PROVIDED TEXT:
★ ★ ★ ★ ★

Ève Bazaiba Masudi (née Ève Bazaiba) (born 12 August 1965) is a Congolese lawyer, politician, and human rights activist. As of May 2019, she served as the Secretary General of the Movement for the Liberation of the Congo (MLC) political party. She is Deputy Prime Minister and Minister for the Environment since 2021.

Early life and education
Ève Bazaiba was born on 12 August 1965 in Stanleyville (today Kisangani), in the Democratic Republic of the Congo. She studied Latin and Philosophy at Bosangani High School (Lycée Bosangani), in Kinshasa before being admitted to Cardinal Malula University, also in Kinshasa, and graduating with a Bachelor of International Relations degree. In 2010 Bazaiba earned a law degree from the Protestant University in the Congo.

Career
In 1988, Bazaiba became an activist for the Union for Democracy and Social Progress (UDPS) political party, led by Étienne Tshisekedi. She was arrested several times under the regime of Mobutu Sese Seko, imprisoned for four days under the regime of Laurent-Desire Kabila and sued by the government of Joseph Kabila for denouncing corruption in the mining industry. In 2002, she participated in the Sun City talks that set up the transitional government that led to the 2006 elections of the Third Republic. When her party, the UDPS boycotted the elections, she personally pleaded with Étienne Tshisekedi and other party leadership to obtain a waiver to contest.

★ ★ ★ ★ ★

TASK MATERIAL:

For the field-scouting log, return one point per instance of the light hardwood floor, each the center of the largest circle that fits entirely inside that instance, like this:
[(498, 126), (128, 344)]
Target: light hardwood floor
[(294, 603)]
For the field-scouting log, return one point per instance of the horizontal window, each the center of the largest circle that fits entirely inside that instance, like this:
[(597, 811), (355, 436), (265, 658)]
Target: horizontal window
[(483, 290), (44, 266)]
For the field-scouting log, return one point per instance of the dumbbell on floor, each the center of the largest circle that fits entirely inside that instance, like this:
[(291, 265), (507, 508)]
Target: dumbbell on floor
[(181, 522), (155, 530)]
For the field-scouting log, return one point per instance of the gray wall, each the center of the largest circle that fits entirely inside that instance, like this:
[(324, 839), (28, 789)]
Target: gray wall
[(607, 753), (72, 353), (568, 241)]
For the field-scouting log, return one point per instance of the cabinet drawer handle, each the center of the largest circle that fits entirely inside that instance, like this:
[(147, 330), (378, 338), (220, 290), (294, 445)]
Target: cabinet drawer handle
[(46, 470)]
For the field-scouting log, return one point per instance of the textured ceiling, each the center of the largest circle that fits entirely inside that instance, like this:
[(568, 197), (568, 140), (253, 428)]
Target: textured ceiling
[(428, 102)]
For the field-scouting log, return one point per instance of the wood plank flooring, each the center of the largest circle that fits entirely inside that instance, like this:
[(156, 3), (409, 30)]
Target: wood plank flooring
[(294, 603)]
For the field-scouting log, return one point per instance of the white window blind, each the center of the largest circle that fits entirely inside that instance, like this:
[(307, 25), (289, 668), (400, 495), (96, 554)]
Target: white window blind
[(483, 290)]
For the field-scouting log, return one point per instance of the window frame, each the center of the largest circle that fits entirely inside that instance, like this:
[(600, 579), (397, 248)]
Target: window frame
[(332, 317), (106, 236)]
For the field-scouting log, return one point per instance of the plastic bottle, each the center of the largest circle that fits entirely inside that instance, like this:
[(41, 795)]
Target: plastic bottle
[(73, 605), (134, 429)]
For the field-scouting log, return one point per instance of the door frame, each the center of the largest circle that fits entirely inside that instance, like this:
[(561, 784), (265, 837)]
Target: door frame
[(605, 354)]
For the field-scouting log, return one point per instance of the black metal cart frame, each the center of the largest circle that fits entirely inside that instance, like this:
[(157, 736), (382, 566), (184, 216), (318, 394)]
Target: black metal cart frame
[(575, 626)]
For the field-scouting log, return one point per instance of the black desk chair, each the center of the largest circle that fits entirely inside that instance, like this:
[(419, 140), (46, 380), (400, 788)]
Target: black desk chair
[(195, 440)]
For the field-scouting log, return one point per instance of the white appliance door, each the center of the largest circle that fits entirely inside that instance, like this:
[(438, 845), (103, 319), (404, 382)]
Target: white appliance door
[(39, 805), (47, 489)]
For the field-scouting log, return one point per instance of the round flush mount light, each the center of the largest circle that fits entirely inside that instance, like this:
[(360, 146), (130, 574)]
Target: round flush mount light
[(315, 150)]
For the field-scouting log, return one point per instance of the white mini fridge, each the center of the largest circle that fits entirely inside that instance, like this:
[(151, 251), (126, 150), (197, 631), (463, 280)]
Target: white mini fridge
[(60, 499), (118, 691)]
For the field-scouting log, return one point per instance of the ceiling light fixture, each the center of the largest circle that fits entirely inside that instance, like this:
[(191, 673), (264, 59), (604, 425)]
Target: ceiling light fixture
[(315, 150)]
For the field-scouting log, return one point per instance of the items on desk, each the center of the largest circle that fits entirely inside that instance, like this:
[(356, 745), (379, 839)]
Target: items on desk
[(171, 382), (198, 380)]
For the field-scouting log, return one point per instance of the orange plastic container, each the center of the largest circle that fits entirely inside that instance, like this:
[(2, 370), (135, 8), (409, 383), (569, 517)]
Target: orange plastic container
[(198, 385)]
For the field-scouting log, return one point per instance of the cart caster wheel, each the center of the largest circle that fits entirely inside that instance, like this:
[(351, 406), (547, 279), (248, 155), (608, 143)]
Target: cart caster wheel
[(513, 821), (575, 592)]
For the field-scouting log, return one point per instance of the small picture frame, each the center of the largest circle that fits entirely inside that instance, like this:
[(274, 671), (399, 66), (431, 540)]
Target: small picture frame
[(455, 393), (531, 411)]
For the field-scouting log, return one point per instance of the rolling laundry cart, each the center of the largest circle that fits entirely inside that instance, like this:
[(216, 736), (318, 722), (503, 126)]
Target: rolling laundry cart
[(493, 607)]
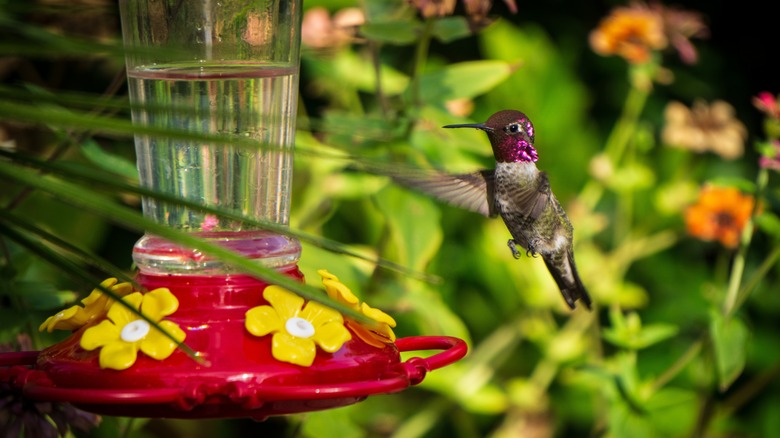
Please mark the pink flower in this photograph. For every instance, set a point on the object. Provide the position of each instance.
(766, 102)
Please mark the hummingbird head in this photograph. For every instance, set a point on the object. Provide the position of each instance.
(511, 135)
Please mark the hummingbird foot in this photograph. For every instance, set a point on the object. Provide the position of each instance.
(513, 247)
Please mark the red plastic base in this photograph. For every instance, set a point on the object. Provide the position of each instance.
(240, 377)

★ ★ ★ ★ ★

GIVEN PROBLEM A:
Could you write out these records again, beginning at the line that has "of the cart" and stopping after the line that has "[(513, 821), (575, 592)]", keeping the requests as they are but shifting every coordinate in the answers by adding 63 to it?
GIVEN PROBLEM B:
Can you extend the biography of Ève Bazaiba, picking up right after its last sentence?

RIGHT ANSWER A:
For the field-scouting log, return one point per instance of the cart caster wheel, each the center of the largest circle that fits entirely inside that instance, like this:
[(351, 406), (547, 279), (248, 155), (608, 143)]
Target: cart caster wheel
[(576, 884), (638, 655)]

RIGHT ANSWER B:
In 2007, she was elected to the Senate as a member of the Movement for the Liberation of the Congo (MLC) political party, by the Kinshasa Provincial Assembly. After serving her five-year term, she became president (chairperson) of the socio-cultural commission at the National Assembly in the Democratic Republic of Congo. She is a strong advocate for human rights and particularly the rights of women and other vulnerable groups. During the 2011–2016 legislative session she proposed a bill that provided for special protections for disabled persons. She re-introduced the bill in 2019.

As of 2019, she served as the Secretary General of the MLC.

Family
Baizaba is a married mother.

Other responsibilities
Eva Baizaba is the president of the League of Congolese Women for Elections (LIFCE).

See also
 Félix Tshisekedi
 Jean-Pierre Bemba
 Acacia Bandubola Mbongo

References

Works cited

External links
  Gender Inequality And Social Institutions In The Democratic Republic Of The Congo As of December 2010.

21st-century Democratic Republic of the Congo women politicians
21st-century Democratic Republic of the Congo politicians
Members of the Senate (Democratic Republic of the Congo)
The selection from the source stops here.